Quantitative Easing Is Dead, Long Live Quantitative Easing

Global central banks are changing their playbooks to respond to the COVID-19 outbreak, adopting unprecedented monetary-policy tools.

The pandemic came at a time of near-zero interest rates, forcing many central banks, including the Federal Reserve, to resort to purchases of long-term assets (“quantitative easing” or “QE”). Central banks with negative interest rates like the European Central Bank and Bank of Japan have had to rely particularly heavily on unconventional monetary-policy tools.

Critics and supporters spent the past decade debating the effectiveness of these interventions and the risks they entail, with some worrying that ballooning bank reserves would spur inflation. As during the first three rounds of QE, those criticisms ring hollow. Instead, asset purchases have successively staved off the worst-case recession scenarios and prevented a deflationary spiral.

QE aims to lower borrowing costs for corporations and homeowners, thereby stimulating the economy by preserving access to credit. During the Great Recession, most central banks only bought government bonds and government-sponsored mortgage-backed securities (MBS).

This time around, as predicted by some economists before the crisis, old-style QE has proven less effective, fueling a greater dependence on fiscal policy to deal with the consequences of the lockdowns.

• **DATA TO EXAMINE**:
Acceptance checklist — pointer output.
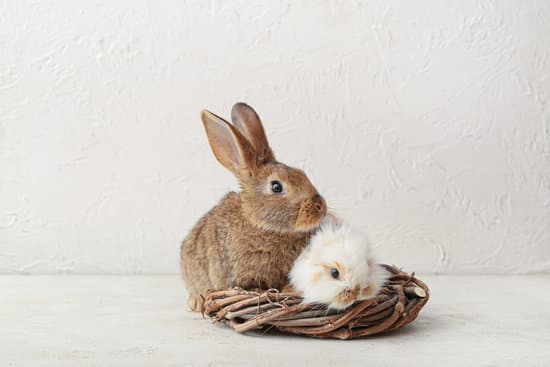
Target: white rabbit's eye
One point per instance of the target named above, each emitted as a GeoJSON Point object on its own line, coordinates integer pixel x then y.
{"type": "Point", "coordinates": [276, 187]}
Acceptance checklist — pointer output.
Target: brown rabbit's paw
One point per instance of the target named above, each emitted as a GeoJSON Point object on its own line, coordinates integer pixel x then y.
{"type": "Point", "coordinates": [194, 303]}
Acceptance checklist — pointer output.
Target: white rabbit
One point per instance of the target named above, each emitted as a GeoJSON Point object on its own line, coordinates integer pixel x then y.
{"type": "Point", "coordinates": [337, 267]}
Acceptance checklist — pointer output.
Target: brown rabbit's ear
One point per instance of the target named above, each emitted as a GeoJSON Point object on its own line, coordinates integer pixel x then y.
{"type": "Point", "coordinates": [247, 121]}
{"type": "Point", "coordinates": [231, 149]}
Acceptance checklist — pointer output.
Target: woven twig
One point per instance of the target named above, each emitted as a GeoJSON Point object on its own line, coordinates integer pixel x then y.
{"type": "Point", "coordinates": [396, 305]}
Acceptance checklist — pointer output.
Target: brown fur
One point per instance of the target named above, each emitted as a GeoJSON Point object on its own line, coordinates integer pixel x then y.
{"type": "Point", "coordinates": [251, 238]}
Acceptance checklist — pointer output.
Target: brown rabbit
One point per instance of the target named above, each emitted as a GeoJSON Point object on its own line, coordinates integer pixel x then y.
{"type": "Point", "coordinates": [251, 238]}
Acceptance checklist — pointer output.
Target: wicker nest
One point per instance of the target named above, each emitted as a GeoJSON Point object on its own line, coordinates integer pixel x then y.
{"type": "Point", "coordinates": [395, 306]}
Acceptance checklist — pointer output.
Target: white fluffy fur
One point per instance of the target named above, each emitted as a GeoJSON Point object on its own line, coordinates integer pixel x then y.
{"type": "Point", "coordinates": [336, 242]}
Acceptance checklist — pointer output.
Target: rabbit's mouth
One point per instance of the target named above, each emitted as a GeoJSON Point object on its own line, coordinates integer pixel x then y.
{"type": "Point", "coordinates": [310, 214]}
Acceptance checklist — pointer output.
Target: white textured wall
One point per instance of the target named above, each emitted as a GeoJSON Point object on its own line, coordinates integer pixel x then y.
{"type": "Point", "coordinates": [427, 123]}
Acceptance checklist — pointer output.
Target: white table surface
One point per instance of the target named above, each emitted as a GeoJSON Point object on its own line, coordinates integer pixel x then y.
{"type": "Point", "coordinates": [72, 320]}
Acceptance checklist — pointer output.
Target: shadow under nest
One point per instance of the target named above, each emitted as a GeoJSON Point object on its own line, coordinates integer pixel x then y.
{"type": "Point", "coordinates": [396, 305]}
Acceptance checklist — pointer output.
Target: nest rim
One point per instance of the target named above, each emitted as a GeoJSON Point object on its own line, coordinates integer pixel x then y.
{"type": "Point", "coordinates": [396, 305]}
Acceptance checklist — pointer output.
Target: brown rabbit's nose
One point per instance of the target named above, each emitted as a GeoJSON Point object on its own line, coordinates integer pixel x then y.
{"type": "Point", "coordinates": [319, 203]}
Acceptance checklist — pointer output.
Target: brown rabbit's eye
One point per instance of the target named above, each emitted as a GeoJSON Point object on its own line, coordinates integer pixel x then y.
{"type": "Point", "coordinates": [276, 187]}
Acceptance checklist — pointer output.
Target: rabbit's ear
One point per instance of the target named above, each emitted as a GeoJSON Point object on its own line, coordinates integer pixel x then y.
{"type": "Point", "coordinates": [231, 149]}
{"type": "Point", "coordinates": [246, 120]}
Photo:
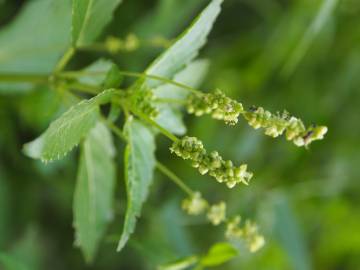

• **EXERCISES TO COMPLETE**:
A. Check each statement against the quantitative easing article. For each, answer yes or no and quote the words of the article that decide it.
(i) The Federal Reserve was among the central banks that turned to purchases of long-term assets.
(ii) During the Great Recession, most central banks bought corporate bonds.
(iii) Old-style QE has proven more effective this time around.
B. Return the passage of the quantitative easing article from "The pandemic came" to "unconventional monetary-policy tools.", copied word for word.
C. According to the quantitative easing article, why did many central banks resort to purchases of long-term assets? Answer in one to three sentences.

• **LIST OF ANSWERS**:
A.
(i) Yes: "forcing many central banks, including the Federal Reserve, to resort to purchases of long-term assets"
(ii) No: "most central banks only bought government bonds and government-sponsored mortgage-backed securities (MBS)"
(iii) No: "old-style QE has proven less effective"

B.
The pandemic came at a time of near-zero interest rates, forcing many central banks, including the Federal Reserve, to resort to purchases of long-term assets (“quantitative easing” or “QE”). Central banks with negative interest rates like the European Central Bank and Bank of Japan have had to rely particularly heavily on unconventional monetary-policy tools.

C. The pandemic came when interest rates were already near zero, and that forced many central banks, including the Federal Reserve, to buy long-term assets.